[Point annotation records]
# # # # #

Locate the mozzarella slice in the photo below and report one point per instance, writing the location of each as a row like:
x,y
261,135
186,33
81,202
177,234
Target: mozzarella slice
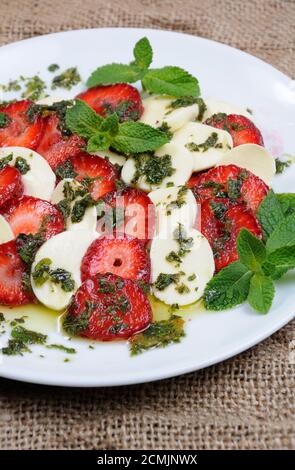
x,y
254,158
189,138
181,162
215,107
39,181
6,234
113,157
193,273
50,100
157,111
174,206
66,251
90,217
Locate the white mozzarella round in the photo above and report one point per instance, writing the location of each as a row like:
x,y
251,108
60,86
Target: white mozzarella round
x,y
50,100
114,158
174,206
157,111
193,134
254,158
195,270
6,234
215,107
90,217
181,162
66,251
40,180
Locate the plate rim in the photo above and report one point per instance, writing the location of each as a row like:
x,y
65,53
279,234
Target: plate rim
x,y
148,376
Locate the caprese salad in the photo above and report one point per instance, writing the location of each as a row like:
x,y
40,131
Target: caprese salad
x,y
116,198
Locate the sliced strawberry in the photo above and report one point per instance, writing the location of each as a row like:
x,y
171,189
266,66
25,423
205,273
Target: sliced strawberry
x,y
128,211
11,186
55,147
20,131
124,256
101,171
13,275
122,99
32,215
107,307
233,182
221,225
242,129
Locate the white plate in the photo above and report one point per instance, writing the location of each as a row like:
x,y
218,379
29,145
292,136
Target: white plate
x,y
226,74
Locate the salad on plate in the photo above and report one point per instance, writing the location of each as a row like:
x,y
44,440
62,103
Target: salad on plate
x,y
123,210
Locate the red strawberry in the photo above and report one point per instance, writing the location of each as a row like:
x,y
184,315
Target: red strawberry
x,y
242,129
221,225
107,307
101,170
12,276
11,185
32,215
122,98
20,131
231,181
55,147
124,256
130,211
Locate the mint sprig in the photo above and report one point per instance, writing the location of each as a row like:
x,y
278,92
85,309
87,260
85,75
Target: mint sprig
x,y
260,263
169,80
101,134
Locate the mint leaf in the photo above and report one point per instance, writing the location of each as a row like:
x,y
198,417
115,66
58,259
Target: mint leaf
x,y
251,250
228,288
100,141
283,258
261,292
143,53
110,124
171,81
83,120
287,202
270,213
137,137
115,73
283,235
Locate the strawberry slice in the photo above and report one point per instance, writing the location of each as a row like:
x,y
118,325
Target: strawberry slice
x,y
230,181
21,130
101,171
124,256
107,307
122,99
130,211
55,147
242,129
11,186
32,215
221,224
13,275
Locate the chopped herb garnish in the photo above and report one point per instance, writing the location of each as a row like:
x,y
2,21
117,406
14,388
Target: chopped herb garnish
x,y
53,67
155,169
5,120
61,347
66,79
5,161
158,334
281,165
43,273
22,165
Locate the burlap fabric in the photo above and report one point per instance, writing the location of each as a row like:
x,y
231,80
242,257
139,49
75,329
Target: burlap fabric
x,y
247,402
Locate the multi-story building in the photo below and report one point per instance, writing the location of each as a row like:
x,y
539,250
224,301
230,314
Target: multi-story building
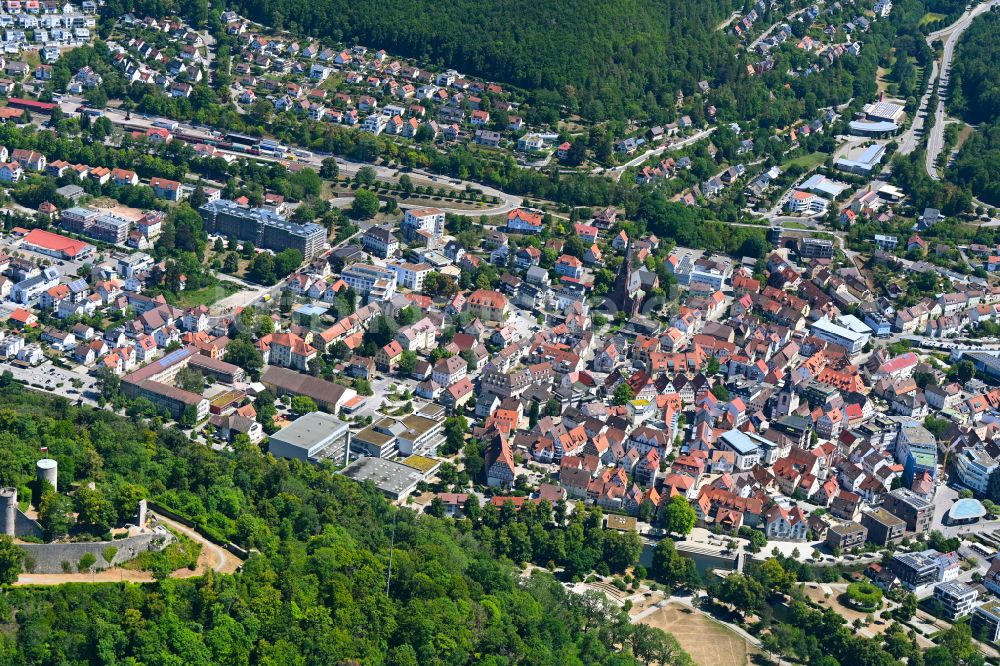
x,y
744,446
380,241
915,510
103,227
449,370
409,275
374,282
290,351
819,248
490,306
428,220
956,598
845,536
154,381
915,571
986,621
916,450
974,467
883,527
851,340
262,227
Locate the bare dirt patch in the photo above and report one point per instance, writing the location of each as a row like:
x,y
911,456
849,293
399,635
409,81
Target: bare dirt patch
x,y
708,643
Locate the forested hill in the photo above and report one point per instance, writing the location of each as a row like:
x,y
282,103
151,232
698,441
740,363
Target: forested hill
x,y
975,77
975,97
315,593
610,53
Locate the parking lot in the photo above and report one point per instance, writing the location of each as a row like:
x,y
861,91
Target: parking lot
x,y
48,377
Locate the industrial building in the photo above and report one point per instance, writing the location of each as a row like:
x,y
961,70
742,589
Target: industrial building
x,y
154,381
864,163
262,227
312,437
851,340
394,480
420,433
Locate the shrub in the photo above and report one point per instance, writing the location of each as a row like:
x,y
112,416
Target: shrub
x,y
863,596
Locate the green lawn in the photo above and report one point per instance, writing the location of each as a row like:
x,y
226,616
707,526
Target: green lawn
x,y
203,296
807,162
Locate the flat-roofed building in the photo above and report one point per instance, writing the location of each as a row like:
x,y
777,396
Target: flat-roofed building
x,y
394,480
986,621
154,381
846,536
883,527
263,227
956,598
312,437
327,395
376,283
975,466
852,341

# # # # #

→ Job
Render every line of the entries above as a Markdown table with two columns, Row (the row number) and Line (the text of that line), and skip any blank lines. Leave the pictures out of the table.

→ Solution to this problem
| Row | Line |
|---|---|
| 1 | Locate the mozzarella slice in the photo below and report one point per instance, writing the location of each as a row like: |
| 2 | x,y |
| 3 | 261,135 |
| 4 | 186,33 |
| 5 | 81,202 |
| 6 | 177,234 |
| 7 | Target: mozzarella slice |
| 8 | x,y |
| 9 | 254,158 |
| 10 | 189,138 |
| 11 | 181,162 |
| 12 | 215,107 |
| 13 | 39,181 |
| 14 | 6,234 |
| 15 | 113,157 |
| 16 | 193,273 |
| 17 | 50,100 |
| 18 | 157,111 |
| 19 | 174,206 |
| 20 | 66,251 |
| 21 | 90,217 |
| 22 | Locate the white mozzarella round in the photo above and report one point per instance, writing the location of each as a row like: |
| 23 | x,y |
| 24 | 251,108 |
| 25 | 60,86 |
| 26 | Target: white mozzarella round |
| 27 | x,y |
| 28 | 50,100 |
| 29 | 114,158 |
| 30 | 174,206 |
| 31 | 157,111 |
| 32 | 193,134 |
| 33 | 254,158 |
| 34 | 195,270 |
| 35 | 6,234 |
| 36 | 215,107 |
| 37 | 90,217 |
| 38 | 181,162 |
| 39 | 66,251 |
| 40 | 40,180 |
| 41 | Locate the plate rim in the photo above and report one point per instance, writing the location of each as a row like: |
| 42 | x,y |
| 43 | 65,53 |
| 44 | 279,234 |
| 45 | Target: plate rim |
| 46 | x,y |
| 47 | 148,376 |
| 48 | Locate the caprese salad in the photo above and report one point per instance, writing the location of each as a row like: |
| 49 | x,y |
| 50 | 40,131 |
| 51 | Target: caprese salad |
| 52 | x,y |
| 53 | 116,198 |
| 54 | Locate the sliced strawberry in the photo above and report one point per instance, writing the location of each as a row like: |
| 55 | x,y |
| 56 | 171,189 |
| 57 | 266,66 |
| 58 | 25,423 |
| 59 | 205,273 |
| 60 | Target: sliced strawberry |
| 61 | x,y |
| 62 | 128,211 |
| 63 | 11,186 |
| 64 | 55,147 |
| 65 | 20,131 |
| 66 | 124,256 |
| 67 | 101,171 |
| 68 | 13,275 |
| 69 | 122,99 |
| 70 | 32,215 |
| 71 | 107,307 |
| 72 | 233,182 |
| 73 | 221,225 |
| 74 | 242,129 |
| 75 | Locate the white plate in the photo above and report one point per instance, writing the location of each as a row like: |
| 76 | x,y |
| 77 | 218,379 |
| 78 | 29,145 |
| 79 | 292,136 |
| 80 | Target: white plate |
| 81 | x,y |
| 82 | 226,74 |
| 83 | Locate the salad on plate in the photo above and report one point per instance, writing the location of each as a row like: |
| 84 | x,y |
| 85 | 44,440 |
| 86 | 62,103 |
| 87 | Target: salad on plate |
| 88 | x,y |
| 89 | 123,210 |
| 90 | Locate the red strawberry in the photo above and report one point per instance, writing the location of each as a row like: |
| 91 | x,y |
| 92 | 184,315 |
| 93 | Target: red strawberry |
| 94 | x,y |
| 95 | 242,129 |
| 96 | 221,225 |
| 97 | 107,307 |
| 98 | 101,170 |
| 99 | 12,276 |
| 100 | 11,185 |
| 101 | 32,215 |
| 102 | 122,98 |
| 103 | 20,131 |
| 104 | 231,181 |
| 105 | 55,147 |
| 106 | 124,256 |
| 107 | 130,211 |
| 108 | Locate the mint sprig in the photo above and report one point per instance, writing the location of each as a row like: |
| 109 | x,y |
| 110 | 278,92 |
| 111 | 85,309 |
| 112 | 87,260 |
| 113 | 85,75 |
| 114 | Target: mint sprig |
| 115 | x,y |
| 116 | 260,263 |
| 117 | 169,80 |
| 118 | 101,134 |
| 119 | Locate the mint leaf in the photo above and report one point per instance, writing the location of each as a row like: |
| 120 | x,y |
| 121 | 198,417 |
| 122 | 115,66 |
| 123 | 58,259 |
| 124 | Target: mint leaf |
| 125 | x,y |
| 126 | 251,250 |
| 127 | 228,288 |
| 128 | 100,141 |
| 129 | 283,258 |
| 130 | 261,292 |
| 131 | 143,53 |
| 132 | 110,124 |
| 133 | 171,81 |
| 134 | 83,120 |
| 135 | 287,202 |
| 136 | 270,213 |
| 137 | 137,137 |
| 138 | 115,73 |
| 139 | 283,235 |
| 140 | Locate the strawberry slice in the photo above and report one point per instance, writing the location of each as a row like: |
| 141 | x,y |
| 142 | 118,325 |
| 143 | Target: strawberry slice |
| 144 | x,y |
| 145 | 230,181 |
| 146 | 21,130 |
| 147 | 101,171 |
| 148 | 124,256 |
| 149 | 107,307 |
| 150 | 122,99 |
| 151 | 130,211 |
| 152 | 55,147 |
| 153 | 242,129 |
| 154 | 11,186 |
| 155 | 32,215 |
| 156 | 221,224 |
| 157 | 13,275 |
| 158 | Locate the chopped herb garnish in the photo above and report one point per instance, writing the location of each as a row like: |
| 159 | x,y |
| 160 | 2,21 |
| 161 | 117,406 |
| 162 | 14,388 |
| 163 | Target: chopped herb garnish |
| 164 | x,y |
| 165 | 53,67 |
| 166 | 155,169 |
| 167 | 5,120 |
| 168 | 61,347 |
| 169 | 66,79 |
| 170 | 5,161 |
| 171 | 158,334 |
| 172 | 281,165 |
| 173 | 43,273 |
| 174 | 22,165 |
| 175 | Locate the burlap fabric in the photo above and report one point per instance, writing the location of each as a row like: |
| 176 | x,y |
| 177 | 231,80 |
| 178 | 242,257 |
| 179 | 139,49 |
| 180 | 75,329 |
| 181 | Target: burlap fabric |
| 182 | x,y |
| 183 | 247,402 |
| 184 | Locate the multi-story building in the photo below and report one point per instance, writing the location of each as a row like: |
| 185 | x,y |
| 186 | 539,250 |
| 187 | 224,301 |
| 188 | 230,314 |
| 189 | Target: multi-story building |
| 190 | x,y |
| 191 | 744,446 |
| 192 | 380,241 |
| 193 | 915,510 |
| 194 | 103,227 |
| 195 | 449,370 |
| 196 | 409,275 |
| 197 | 374,282 |
| 198 | 290,351 |
| 199 | 819,248 |
| 200 | 490,306 |
| 201 | 428,220 |
| 202 | 956,598 |
| 203 | 845,536 |
| 204 | 154,381 |
| 205 | 915,571 |
| 206 | 986,621 |
| 207 | 916,450 |
| 208 | 974,467 |
| 209 | 883,527 |
| 210 | 851,340 |
| 211 | 262,227 |
| 212 | Locate the bare dirt patch in the photo above and report one point per instance, writing the location of each as a row like: |
| 213 | x,y |
| 214 | 911,456 |
| 215 | 849,293 |
| 216 | 399,635 |
| 217 | 409,81 |
| 218 | Target: bare dirt patch |
| 219 | x,y |
| 220 | 708,643 |
| 221 | Locate the forested hill in the photo above and report one point per instance, writing the location of each as a row like: |
| 222 | x,y |
| 223 | 282,103 |
| 224 | 151,232 |
| 225 | 698,441 |
| 226 | 740,363 |
| 227 | Target: forested hill |
| 228 | x,y |
| 229 | 975,77 |
| 230 | 975,97 |
| 231 | 315,593 |
| 232 | 610,53 |
| 233 | Locate the parking lot in the photo above and report one point per instance, writing the location of each as a row like: |
| 234 | x,y |
| 235 | 861,91 |
| 236 | Target: parking lot |
| 237 | x,y |
| 238 | 48,377 |
| 239 | Locate the industrial building in the photo above and report one point per instance, writing the location of each as a row like: |
| 240 | x,y |
| 241 | 961,70 |
| 242 | 742,589 |
| 243 | Target: industrial building |
| 244 | x,y |
| 245 | 154,381 |
| 246 | 864,163 |
| 247 | 262,227 |
| 248 | 312,437 |
| 249 | 851,340 |
| 250 | 394,480 |
| 251 | 420,433 |
| 252 | Locate the shrub in the photo above and report one point per instance, writing the location of each as a row like: |
| 253 | x,y |
| 254 | 112,416 |
| 255 | Target: shrub |
| 256 | x,y |
| 257 | 863,596 |
| 258 | Locate the green lawn in the photo above and report one point per instance, writing the location of each as a row like: |
| 259 | x,y |
| 260 | 226,616 |
| 261 | 707,526 |
| 262 | Target: green lawn |
| 263 | x,y |
| 264 | 203,296 |
| 265 | 807,162 |
| 266 | Locate the flat-roofed building in the photo above and report one point per instance, writing the location of each as a row like: |
| 267 | x,y |
| 268 | 777,396 |
| 269 | Target: flat-roofed building |
| 270 | x,y |
| 271 | 394,480 |
| 272 | 986,621 |
| 273 | 154,381 |
| 274 | 846,536 |
| 275 | 883,527 |
| 276 | 263,227 |
| 277 | 956,598 |
| 278 | 312,437 |
| 279 | 327,395 |
| 280 | 376,283 |
| 281 | 975,466 |
| 282 | 852,341 |